Please pick out and copy every line of the records below that contains the word "banner", matching case exactly.
»»
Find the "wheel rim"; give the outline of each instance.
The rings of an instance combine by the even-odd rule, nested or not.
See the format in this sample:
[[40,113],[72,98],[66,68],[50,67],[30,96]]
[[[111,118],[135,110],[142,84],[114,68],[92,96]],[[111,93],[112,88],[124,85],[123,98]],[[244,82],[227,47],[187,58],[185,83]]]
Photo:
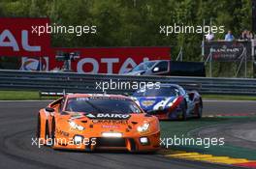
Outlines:
[[37,137],[41,137],[41,118],[40,116],[38,117],[38,126],[37,126]]
[[52,141],[52,144],[51,144],[51,147],[54,146],[54,143],[55,143],[55,121],[52,122],[52,127],[51,127],[51,141]]

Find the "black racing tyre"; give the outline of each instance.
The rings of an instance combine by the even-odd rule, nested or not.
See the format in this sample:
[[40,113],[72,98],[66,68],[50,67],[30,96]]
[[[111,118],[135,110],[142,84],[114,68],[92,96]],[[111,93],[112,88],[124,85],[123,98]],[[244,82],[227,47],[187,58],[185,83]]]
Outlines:
[[203,116],[203,102],[202,99],[200,99],[200,103],[198,104],[198,114],[197,114],[197,118],[201,119]]
[[51,147],[54,147],[55,145],[55,120],[52,120],[51,124],[51,133],[50,133],[50,138],[51,138]]
[[182,108],[182,117],[181,120],[182,121],[186,121],[187,120],[187,115],[186,115],[186,108]]
[[46,123],[46,132],[45,132],[45,139],[47,140],[49,138],[49,130],[48,130],[48,122]]
[[183,106],[182,106],[182,108],[181,108],[181,113],[182,113],[181,120],[182,120],[182,121],[186,121],[186,120],[187,120],[187,114],[186,114],[186,111],[187,111],[187,102],[186,102],[186,100],[184,99]]
[[38,115],[38,122],[37,122],[37,138],[40,138],[41,136],[41,118],[40,115]]

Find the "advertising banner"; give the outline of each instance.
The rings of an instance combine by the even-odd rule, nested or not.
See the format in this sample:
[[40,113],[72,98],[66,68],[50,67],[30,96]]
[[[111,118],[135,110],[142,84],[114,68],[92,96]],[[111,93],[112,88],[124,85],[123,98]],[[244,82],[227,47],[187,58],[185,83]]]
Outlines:
[[44,56],[50,50],[50,35],[38,36],[33,28],[48,18],[0,17],[0,56]]
[[251,42],[204,42],[204,58],[208,59],[209,54],[213,61],[232,62],[242,59],[252,60]]
[[0,57],[22,57],[19,70],[60,70],[59,52],[78,52],[72,70],[81,73],[122,73],[146,60],[171,59],[170,47],[51,47],[50,34],[34,34],[33,28],[48,18],[0,18]]

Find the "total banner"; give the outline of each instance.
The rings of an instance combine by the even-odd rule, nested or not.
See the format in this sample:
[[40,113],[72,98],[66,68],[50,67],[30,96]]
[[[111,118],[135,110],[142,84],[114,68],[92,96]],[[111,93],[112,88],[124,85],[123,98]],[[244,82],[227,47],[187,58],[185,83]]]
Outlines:
[[252,47],[249,41],[234,42],[203,42],[204,59],[207,60],[211,54],[213,61],[232,62],[241,60],[252,60]]
[[55,58],[59,52],[79,53],[70,64],[72,70],[81,73],[122,73],[146,60],[171,59],[168,46],[52,47],[50,34],[33,33],[34,27],[49,24],[48,18],[0,17],[0,22],[5,23],[0,24],[0,57],[18,57],[22,70],[60,70],[63,62]]

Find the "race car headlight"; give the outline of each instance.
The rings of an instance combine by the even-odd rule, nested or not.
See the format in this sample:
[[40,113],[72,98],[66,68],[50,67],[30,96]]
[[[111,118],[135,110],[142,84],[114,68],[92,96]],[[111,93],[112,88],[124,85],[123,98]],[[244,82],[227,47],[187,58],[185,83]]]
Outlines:
[[144,132],[144,131],[146,131],[148,128],[149,128],[149,124],[148,124],[148,123],[145,123],[145,124],[144,124],[143,126],[138,127],[137,127],[137,130],[138,130],[139,132]]
[[78,129],[78,130],[84,130],[85,128],[78,124],[76,124],[75,122],[73,121],[69,121],[69,124],[70,124],[70,127],[74,129]]

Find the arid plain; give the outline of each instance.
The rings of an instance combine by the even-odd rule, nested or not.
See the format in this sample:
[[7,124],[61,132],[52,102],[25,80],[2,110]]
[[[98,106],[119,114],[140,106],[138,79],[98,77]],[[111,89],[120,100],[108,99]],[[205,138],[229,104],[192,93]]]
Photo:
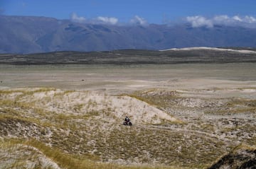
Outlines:
[[254,63],[1,65],[0,81],[1,168],[207,168],[255,148]]

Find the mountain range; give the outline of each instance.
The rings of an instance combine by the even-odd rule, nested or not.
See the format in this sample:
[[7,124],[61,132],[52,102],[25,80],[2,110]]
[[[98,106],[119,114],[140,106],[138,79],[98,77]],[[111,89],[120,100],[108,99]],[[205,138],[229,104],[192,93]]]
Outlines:
[[46,17],[0,16],[0,30],[2,54],[256,46],[256,28],[228,25],[113,25]]

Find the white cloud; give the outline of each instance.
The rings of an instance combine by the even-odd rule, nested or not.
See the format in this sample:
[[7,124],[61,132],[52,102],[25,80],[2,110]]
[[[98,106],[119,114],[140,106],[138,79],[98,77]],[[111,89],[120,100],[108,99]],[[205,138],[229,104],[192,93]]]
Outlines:
[[234,21],[242,22],[242,19],[240,18],[238,16],[234,16],[232,18],[233,18]]
[[114,17],[104,17],[104,16],[98,16],[97,17],[97,21],[100,23],[115,25],[118,22],[118,19]]
[[256,18],[254,18],[253,16],[245,16],[245,21],[247,23],[256,23]]
[[130,23],[141,25],[146,25],[148,24],[147,21],[144,18],[139,17],[139,16],[135,16],[133,18],[132,18],[130,20]]
[[201,16],[188,16],[186,17],[186,20],[192,24],[192,27],[193,28],[202,26],[212,28],[213,26],[212,21],[206,19],[205,17]]
[[75,13],[71,13],[70,20],[76,23],[85,23],[86,18],[82,16],[78,16]]
[[227,15],[215,16],[211,18],[206,18],[203,16],[195,16],[186,17],[186,21],[191,23],[193,28],[206,26],[212,28],[215,25],[239,25],[244,27],[256,28],[256,18],[251,16],[228,16]]

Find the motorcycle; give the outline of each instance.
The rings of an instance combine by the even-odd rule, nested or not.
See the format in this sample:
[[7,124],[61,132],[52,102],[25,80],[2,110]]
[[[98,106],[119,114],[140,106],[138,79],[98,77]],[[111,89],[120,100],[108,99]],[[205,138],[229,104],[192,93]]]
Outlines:
[[124,121],[123,122],[123,124],[125,125],[125,126],[132,126],[132,123],[131,122],[126,122]]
««
> TASK ANSWER:
Find the "advertising banner"; give the outline of each instance.
Find the "total banner"; give the outline of each instance.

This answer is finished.